-- Текст для чтения --
# # #

РЕЧЬ НА БАНКЕТЕ В ЕГО ЧЕСТЬ

(Хартфорд)

7 февраля 1842 года



Джентльмены! Сказать, что я благодарю вас за горячую поддержку тоста, столь красноречиво предложенного: сказать, что я возвращаю вам ваши теплые чувства и добрые пожелания с более чем сложными процентами и сознаю, как слабы и беспомощны любые слова признательности перед вашим радушием и гостеприимством, — это еще полдела. Сказать, что сейчас, в зимнюю пору, на всем пути, приведшем меня к вам, расцвели цветы, что никогда еще ни одна страна не улыбалась более приветливой улыбкой, нежели та, какой ваша страна подарила меня, и что редко когда будущее рисовалось мне более светлым и радостным, — это еще полдела. (Аплодисменты.)

Но великое дело — не быть чужестранцем в чужой стране; впервые садясь за стол в новом доме, чувствовать себя так свободно, будто бывал здесь гостем с давних времен; сразу сблизиться с семьей хозяина и проникнуться подлинным живым интересом ко всем членам хозяйской семьи; да, пребывать в таком непривычно счастливом состоянии духа — это великое дело. А так как моим состоянием духа я обязан вам, ибо это вы его создали, то я не стыдясь скажу, что именно по этой причине, обращаясь к вам, я не столько забочусь о форме и тоне своей речи, сколько стараюсь говорить на общем для всех языке сердца, который вы и вам подобные лучше, чем кто-либо другой, умеете и преподать и понять. Джентльмены, на этом языке, общем для вас здесь, в Америке, и для нас в Англии, на языке, на котором благодаря единению наших двух великих стран и через много веков будут говорить на суше и на море во всех уголках земного шара, — я выражаю вам свою признательность.

На днях в Бостоне, джентльмены, мне пришлось упомянуть, как приходилось упоминать и раньше, что писателю трудно говорить о собственных книгах. Задача эта, и всегда-то нелегкая, делается еще труднее, когда бываешь вынужден часто возвращаться к одной и той же теме, и нового сказать уже нечего. И все же я чувствую, что в таком обществе, как это и в особенности после того, что сказал наш председатель, я не могу обойти молчанием эти мои детища хотя бы потому, что, даже если у них нет иных достоинств, они послужили поводом для нашего с вами знакомства.

# # #

-- Выдержка из данных --

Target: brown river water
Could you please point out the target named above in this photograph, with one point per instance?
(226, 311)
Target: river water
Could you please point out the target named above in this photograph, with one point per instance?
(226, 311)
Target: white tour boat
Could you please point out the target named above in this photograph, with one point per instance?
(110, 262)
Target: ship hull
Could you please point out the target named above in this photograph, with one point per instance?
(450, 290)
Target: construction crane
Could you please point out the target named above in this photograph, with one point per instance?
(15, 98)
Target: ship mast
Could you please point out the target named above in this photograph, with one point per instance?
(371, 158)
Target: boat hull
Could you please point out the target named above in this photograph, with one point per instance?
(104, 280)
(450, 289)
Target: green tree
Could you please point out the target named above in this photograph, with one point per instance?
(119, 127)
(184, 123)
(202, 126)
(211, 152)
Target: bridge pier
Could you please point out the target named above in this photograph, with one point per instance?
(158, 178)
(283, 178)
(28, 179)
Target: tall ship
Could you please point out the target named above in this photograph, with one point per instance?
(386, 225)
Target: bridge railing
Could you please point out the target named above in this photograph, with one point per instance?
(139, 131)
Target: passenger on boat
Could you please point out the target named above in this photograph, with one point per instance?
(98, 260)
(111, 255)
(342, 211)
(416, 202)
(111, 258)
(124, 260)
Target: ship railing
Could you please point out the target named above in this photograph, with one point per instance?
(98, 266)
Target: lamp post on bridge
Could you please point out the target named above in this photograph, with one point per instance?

# # #

-- Что нужно сделать --
Скопируйте, пожалуйста, без изменений фрагмент речи на банкете, начиная со слов «Джентльмены! Сказать, что» и заканчивая словами «еще полдела. (Аплодисменты.)».

-- Ответ ниже --
Джентльмены! Сказать, что я благодарю вас за горячую поддержку тоста, столь красноречиво предложенного: сказать, что я возвращаю вам ваши теплые чувства и добрые пожелания с более чем сложными процентами и сознаю, как слабы и беспомощны любые слова признательности перед вашим радушием и гостеприимством, — это еще полдела. Сказать, что сейчас, в зимнюю пору, на всем пути, приведшем меня к вам, расцвели цветы, что никогда еще ни одна страна не улыбалась более приветливой улыбкой, нежели та, какой ваша страна подарила меня, и что редко когда будущее рисовалось мне более светлым и радостным, — это еще полдела. (Аплодисменты.)